**Work to complete:** Collect every line of the lines below that contains the word "sink", matching case exactly.

**Provided records:**

::::::

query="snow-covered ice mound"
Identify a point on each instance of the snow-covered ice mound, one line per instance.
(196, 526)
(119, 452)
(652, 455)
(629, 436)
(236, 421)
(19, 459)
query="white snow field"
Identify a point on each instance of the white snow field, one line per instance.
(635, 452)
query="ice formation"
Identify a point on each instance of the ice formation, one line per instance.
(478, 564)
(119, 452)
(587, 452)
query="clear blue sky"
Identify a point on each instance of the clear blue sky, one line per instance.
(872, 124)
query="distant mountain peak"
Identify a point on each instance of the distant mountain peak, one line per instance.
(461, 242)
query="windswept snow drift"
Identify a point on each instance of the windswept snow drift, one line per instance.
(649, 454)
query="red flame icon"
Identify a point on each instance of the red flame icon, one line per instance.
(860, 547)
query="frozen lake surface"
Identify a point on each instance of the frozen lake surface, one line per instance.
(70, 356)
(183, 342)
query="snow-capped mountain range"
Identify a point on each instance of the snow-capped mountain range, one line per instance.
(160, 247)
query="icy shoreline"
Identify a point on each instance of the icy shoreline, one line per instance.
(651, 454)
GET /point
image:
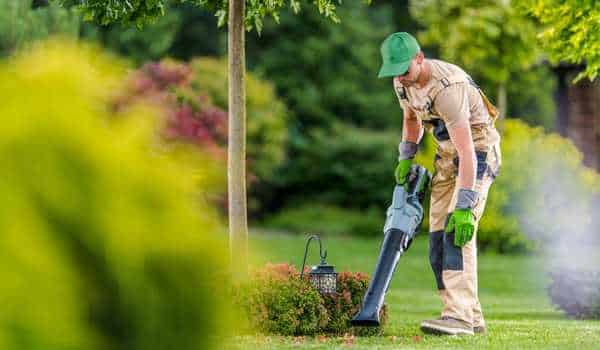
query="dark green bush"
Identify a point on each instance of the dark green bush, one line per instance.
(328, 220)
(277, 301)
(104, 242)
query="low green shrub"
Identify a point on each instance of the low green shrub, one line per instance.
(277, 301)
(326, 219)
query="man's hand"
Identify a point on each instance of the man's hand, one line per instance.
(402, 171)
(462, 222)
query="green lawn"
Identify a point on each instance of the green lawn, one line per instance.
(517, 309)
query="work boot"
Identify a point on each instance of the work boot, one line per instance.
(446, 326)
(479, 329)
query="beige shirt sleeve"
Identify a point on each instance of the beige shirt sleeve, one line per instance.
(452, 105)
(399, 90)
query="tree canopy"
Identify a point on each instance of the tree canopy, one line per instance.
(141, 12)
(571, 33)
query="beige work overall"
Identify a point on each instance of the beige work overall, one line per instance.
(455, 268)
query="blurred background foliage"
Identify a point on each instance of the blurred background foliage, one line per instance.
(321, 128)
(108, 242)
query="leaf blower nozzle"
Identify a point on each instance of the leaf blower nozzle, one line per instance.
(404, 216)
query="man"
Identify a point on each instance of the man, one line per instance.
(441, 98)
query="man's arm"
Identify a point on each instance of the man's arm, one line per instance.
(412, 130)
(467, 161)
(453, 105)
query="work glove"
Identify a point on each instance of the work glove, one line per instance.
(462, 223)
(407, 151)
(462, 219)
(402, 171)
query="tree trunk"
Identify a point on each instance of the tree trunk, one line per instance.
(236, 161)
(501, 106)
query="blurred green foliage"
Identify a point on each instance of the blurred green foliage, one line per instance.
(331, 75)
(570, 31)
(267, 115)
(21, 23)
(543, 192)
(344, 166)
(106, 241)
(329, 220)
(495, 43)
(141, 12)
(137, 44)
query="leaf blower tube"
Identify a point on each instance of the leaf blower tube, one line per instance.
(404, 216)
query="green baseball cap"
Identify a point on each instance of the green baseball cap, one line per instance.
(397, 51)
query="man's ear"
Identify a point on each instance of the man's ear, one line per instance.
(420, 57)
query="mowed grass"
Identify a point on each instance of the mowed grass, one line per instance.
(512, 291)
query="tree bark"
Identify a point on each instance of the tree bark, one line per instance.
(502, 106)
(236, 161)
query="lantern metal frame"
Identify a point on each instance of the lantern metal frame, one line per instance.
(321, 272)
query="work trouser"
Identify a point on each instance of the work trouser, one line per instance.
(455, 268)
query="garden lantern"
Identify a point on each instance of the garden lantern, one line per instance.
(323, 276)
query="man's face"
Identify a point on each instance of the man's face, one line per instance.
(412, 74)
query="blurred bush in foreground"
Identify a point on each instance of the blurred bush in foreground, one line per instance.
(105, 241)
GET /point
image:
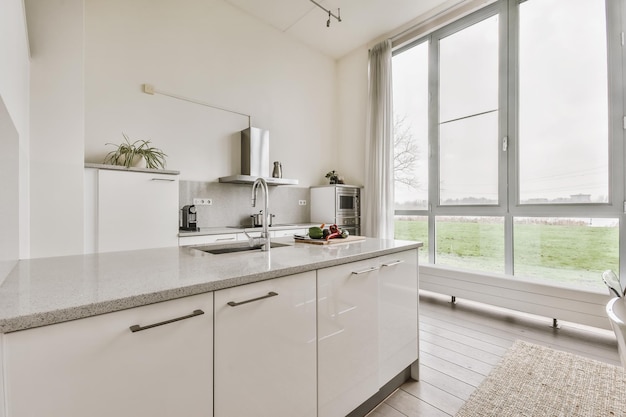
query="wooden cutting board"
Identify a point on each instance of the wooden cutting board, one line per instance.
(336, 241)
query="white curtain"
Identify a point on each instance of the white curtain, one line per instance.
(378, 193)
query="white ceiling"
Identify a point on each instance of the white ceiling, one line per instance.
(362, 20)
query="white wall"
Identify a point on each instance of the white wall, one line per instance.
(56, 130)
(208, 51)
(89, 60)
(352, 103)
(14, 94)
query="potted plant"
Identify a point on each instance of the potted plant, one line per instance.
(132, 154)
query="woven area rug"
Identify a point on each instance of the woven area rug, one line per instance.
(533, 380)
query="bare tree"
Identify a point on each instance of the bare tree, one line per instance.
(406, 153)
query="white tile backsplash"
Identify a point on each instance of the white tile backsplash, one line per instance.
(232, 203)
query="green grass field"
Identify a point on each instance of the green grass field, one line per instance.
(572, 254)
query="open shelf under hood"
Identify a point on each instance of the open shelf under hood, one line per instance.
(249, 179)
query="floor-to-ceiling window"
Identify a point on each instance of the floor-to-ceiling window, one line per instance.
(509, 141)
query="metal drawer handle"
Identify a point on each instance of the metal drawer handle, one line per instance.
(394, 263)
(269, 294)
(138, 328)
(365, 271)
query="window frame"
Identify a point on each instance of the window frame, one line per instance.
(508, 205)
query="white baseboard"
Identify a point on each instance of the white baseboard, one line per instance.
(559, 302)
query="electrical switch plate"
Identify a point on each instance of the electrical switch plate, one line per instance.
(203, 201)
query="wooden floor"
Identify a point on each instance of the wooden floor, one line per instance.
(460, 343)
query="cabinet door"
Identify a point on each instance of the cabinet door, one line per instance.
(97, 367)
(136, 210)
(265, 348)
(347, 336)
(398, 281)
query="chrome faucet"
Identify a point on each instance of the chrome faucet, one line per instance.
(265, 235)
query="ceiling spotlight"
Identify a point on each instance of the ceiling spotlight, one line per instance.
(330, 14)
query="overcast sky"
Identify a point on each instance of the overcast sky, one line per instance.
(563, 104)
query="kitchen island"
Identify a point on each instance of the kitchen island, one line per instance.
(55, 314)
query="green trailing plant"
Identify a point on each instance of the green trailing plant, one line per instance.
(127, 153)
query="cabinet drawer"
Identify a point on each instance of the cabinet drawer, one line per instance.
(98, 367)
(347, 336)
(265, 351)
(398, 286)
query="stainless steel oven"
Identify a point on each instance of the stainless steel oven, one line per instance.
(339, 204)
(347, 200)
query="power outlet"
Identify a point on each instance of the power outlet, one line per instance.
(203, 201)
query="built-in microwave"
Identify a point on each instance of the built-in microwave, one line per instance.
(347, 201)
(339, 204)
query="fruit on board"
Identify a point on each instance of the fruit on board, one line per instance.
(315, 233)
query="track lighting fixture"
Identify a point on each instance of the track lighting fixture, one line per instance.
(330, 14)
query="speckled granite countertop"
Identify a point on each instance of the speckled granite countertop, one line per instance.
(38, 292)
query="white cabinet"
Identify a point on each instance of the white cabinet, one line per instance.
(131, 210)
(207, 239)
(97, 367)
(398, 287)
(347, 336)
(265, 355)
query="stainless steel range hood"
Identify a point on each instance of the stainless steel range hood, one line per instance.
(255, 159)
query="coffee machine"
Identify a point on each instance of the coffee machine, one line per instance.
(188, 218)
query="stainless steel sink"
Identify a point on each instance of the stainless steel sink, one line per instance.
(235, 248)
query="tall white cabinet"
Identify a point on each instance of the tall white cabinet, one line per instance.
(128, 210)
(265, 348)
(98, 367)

::::::

**Reply:**
query="stainless steel sink"
Identify a point on each instance of the stainless steel sink, one line per instance.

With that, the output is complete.